Excerto selecionado
══════════

Um livro
Comunismo: Situação e perspectivas
O declínio das bases materiais do reformismo
5 Julho 2016
Na continuidade do texto aqui divulgado em 1 de Junho (e no número 52 do MV, edição em papel), publicamos agora uma adaptação do segundo capítulo do livro 2015 Situação e Perspectivas, do marxista francês Tom Thomas. Depois de ter analisado as razões do predomínio do reformismo na maioria dos movimentos proletários até à data, o autor mostra como a actual crise mundial do capitalismo dá o sinal do declínio e do desaparecimento das bases materiais do reformismo. Vivemos uma novidade histórica, afirma, em que a senilidade do capital faz desaparecer as condições do reformismo e, ao mesmo tempo, amadurece as do comunismo.
Declínio e desaparecimento das bases materiais do reformismo social-democrata
A situação actual revela à luz do dia a amplitude de um fenómeno iniciado nos anos 70 na Europa (e outros lugares): a degradação, até ao desaparecimento, da situação que alimentava e estimulava o tradicional reformismo social-democrata (1). Com efeito, a sua análise mostra que a crise actual não é apenas uma crise clássica de sobre-acumulação de capital correlativa a um subconsumo das massas, mas que a sua característica mais significativa reside num esgotamento estrutural dos ganhos de produtividade. Por outras palavras, um esgotamento do aumento da extracção de mais-valia na sua forma relativa, a única que permite prosseguir — de forma que não seja pontual e efémera — a acumulação do capital (ou seja, o crescimento) da época moderna (produção de massa altamente mecanizada, exigindo um consumo em aumento constante). Esgotamento esse inultrapassável porque os ganhos de produtividade anteriores acabaram por baixar a quantidade de trabalho produtor de mais-valia empregue pelo capital, portanto o valor das mercadorias que mede essa quantidade, a tal ponto que o movimento de valorização desse valor (a produção de mais-valia) — que é própria existência do capital — estagna e mesmo regride (movimento de desvalorização). Para valor evanescente, valorização evanescente.
[Investir para quê?]
Ou seja, como é que o capitalista em geral poderia aumentar a produtividade e a extracção de uma maior quantidade de mais-valia relativa, quando isso exige um imenso investimento para melhorar uma maquinaria já altamente sofisticada, ao mesmo tempo que a poupança de mão-de-obra produtora de mais-valia que ele, capitalista, poderia assim fazer seria pequena, dado que esta mão-de-obra já pouco conta relativamente nos custos de produção (na ordem dos 10% para as grandes empresas)?
Portanto o capitalista não investirá, ou investirá menos (2), apesar de os Bancos o inundarem de créditos quase gratuitos e de os Estados o fartarem de subvenções, baixas de encargos sociais e de impostos, etc. Não se consegue obrigar a beber um burro que não tem sede! Não se consegue obrigar a investir um capitalista que, com isso, não espera aumentar os seus lucros! Acaba o crescimento!

══════════

Registos fornecidos
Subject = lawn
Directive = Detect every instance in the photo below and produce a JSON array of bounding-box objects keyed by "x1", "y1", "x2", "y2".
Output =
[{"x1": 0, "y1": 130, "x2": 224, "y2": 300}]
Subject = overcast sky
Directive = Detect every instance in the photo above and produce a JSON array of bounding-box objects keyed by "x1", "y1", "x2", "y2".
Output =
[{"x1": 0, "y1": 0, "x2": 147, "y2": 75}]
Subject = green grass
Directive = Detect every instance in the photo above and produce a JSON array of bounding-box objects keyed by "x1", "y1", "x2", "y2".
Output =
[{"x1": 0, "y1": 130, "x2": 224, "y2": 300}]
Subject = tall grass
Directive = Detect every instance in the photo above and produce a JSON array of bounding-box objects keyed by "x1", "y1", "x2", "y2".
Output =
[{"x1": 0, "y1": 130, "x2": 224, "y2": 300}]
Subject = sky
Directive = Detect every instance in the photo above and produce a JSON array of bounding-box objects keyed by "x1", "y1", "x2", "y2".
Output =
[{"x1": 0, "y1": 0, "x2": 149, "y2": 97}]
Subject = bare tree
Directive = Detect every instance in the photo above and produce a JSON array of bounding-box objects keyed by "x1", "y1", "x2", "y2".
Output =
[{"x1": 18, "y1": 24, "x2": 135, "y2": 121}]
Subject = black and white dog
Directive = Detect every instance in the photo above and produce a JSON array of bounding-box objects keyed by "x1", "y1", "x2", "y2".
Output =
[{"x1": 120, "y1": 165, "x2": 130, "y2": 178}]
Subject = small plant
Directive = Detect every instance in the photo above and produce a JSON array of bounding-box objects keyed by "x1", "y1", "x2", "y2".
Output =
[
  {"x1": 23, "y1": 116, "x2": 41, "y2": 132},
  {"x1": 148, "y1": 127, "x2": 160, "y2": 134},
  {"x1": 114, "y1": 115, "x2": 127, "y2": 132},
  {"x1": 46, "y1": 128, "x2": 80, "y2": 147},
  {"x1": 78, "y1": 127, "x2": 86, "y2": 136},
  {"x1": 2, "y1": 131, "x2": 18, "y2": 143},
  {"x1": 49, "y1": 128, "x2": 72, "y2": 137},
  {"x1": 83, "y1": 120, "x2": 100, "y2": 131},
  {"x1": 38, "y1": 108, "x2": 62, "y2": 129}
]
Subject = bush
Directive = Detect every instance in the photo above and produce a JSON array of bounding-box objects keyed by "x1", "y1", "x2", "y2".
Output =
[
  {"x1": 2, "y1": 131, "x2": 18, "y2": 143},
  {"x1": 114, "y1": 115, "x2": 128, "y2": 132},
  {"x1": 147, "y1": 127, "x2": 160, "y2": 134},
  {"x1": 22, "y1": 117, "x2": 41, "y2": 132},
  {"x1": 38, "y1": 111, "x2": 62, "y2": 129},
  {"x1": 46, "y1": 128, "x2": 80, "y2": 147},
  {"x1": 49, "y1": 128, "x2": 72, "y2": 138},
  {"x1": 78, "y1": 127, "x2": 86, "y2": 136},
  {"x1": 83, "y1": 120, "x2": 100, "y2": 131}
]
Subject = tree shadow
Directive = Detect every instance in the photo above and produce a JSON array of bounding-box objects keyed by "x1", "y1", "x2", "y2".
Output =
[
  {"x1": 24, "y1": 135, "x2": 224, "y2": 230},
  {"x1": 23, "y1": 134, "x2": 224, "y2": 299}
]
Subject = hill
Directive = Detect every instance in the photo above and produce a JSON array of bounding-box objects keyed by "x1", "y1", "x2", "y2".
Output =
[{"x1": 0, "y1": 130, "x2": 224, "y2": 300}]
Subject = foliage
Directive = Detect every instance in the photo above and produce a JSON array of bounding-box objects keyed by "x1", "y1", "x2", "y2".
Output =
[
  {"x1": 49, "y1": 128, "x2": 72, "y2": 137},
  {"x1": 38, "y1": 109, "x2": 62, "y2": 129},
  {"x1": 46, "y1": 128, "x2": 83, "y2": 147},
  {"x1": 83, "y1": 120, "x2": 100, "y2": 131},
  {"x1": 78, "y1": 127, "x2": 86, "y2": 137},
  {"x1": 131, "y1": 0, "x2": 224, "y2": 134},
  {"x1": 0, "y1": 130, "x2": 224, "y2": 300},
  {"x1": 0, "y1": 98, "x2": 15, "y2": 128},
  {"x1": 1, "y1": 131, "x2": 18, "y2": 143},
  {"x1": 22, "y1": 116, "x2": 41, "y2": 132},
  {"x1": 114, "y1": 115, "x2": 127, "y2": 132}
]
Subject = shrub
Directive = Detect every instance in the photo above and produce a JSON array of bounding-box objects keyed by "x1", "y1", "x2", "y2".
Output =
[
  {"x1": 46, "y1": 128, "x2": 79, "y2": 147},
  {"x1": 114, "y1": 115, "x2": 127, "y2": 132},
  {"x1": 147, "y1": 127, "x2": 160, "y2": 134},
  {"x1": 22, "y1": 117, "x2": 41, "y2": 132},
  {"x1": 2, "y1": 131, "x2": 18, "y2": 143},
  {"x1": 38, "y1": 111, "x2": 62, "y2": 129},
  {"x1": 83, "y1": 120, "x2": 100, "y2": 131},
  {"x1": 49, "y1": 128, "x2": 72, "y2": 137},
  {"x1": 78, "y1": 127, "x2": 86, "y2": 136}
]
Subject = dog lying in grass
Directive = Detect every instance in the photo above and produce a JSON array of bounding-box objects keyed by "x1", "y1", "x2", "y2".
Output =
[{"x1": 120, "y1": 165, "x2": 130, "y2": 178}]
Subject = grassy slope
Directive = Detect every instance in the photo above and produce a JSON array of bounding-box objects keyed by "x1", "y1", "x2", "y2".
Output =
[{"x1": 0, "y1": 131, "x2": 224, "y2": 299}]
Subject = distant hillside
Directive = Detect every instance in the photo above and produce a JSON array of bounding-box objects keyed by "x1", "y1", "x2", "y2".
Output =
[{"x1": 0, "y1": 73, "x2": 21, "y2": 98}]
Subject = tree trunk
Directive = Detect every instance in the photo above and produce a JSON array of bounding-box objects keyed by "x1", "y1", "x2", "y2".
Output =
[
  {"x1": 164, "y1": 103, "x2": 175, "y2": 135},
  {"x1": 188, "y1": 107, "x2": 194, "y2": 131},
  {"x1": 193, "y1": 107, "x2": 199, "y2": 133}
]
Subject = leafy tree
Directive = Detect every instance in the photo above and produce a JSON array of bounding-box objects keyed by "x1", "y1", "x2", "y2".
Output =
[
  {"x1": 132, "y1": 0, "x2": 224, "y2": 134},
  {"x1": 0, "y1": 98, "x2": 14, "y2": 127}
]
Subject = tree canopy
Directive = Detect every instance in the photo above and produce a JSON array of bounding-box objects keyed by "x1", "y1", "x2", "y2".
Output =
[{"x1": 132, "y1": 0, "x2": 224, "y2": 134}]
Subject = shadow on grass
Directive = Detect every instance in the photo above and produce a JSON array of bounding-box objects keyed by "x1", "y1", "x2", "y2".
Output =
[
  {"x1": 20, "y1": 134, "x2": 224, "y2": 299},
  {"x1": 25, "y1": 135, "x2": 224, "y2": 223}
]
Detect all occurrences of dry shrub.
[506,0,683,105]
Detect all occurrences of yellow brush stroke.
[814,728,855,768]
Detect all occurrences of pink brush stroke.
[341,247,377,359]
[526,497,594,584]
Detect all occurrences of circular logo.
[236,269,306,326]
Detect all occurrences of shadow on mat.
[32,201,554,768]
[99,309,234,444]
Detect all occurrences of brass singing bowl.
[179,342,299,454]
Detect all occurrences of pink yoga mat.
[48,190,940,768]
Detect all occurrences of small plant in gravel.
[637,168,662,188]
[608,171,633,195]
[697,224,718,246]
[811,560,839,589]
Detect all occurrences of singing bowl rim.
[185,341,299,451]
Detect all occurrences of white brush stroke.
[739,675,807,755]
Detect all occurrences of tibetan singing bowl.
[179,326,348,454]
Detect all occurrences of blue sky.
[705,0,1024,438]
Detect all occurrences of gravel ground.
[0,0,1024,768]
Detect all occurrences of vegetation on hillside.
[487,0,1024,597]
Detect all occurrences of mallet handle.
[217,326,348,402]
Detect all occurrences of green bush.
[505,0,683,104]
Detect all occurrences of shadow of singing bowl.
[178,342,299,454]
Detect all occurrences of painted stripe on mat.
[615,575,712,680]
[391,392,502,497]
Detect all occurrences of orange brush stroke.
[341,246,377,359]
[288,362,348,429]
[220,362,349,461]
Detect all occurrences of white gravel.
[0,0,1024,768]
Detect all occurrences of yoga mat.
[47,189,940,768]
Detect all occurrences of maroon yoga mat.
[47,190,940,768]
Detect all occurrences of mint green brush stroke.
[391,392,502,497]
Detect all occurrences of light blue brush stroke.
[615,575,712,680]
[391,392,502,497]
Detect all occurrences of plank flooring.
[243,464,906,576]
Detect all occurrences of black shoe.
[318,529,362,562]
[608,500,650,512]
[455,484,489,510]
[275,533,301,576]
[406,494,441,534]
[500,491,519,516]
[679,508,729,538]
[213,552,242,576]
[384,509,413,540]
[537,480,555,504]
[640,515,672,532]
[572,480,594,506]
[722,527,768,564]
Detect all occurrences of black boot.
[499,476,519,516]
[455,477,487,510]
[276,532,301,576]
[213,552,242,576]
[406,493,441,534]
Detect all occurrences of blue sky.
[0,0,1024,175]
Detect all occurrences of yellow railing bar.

══════════

Ações a realizar
1. Transcreva do excerto sobre o reformismo o trecho que vai de "[Investir para quê?]" a "as grandes empresas)?".
2. Segundo o excerto sobre o reformismo, que peso tem a mão-de-obra nos custos de produção das grandes empresas?
Os registos não têm qualquer relação com o excerto.

Respostas
1.
[Investir para quê?]
Ou seja, como é que o capitalista em geral poderia aumentar a produtividade e a extracção de uma maior quantidade de mais-valia relativa, quando isso exige um imenso investimento para melhorar uma maquinaria já altamente sofisticada, ao mesmo tempo que a poupança de mão-de-obra produtora de mais-valia que ele, capitalista, poderia assim fazer seria pequena, dado que esta mão-de-obra já pouco conta relativamente nos custos de produção (na ordem dos 10% para as grandes empresas)?

2. A mão-de-obra representa cerca de 10% dos custos de produção das grandes empresas.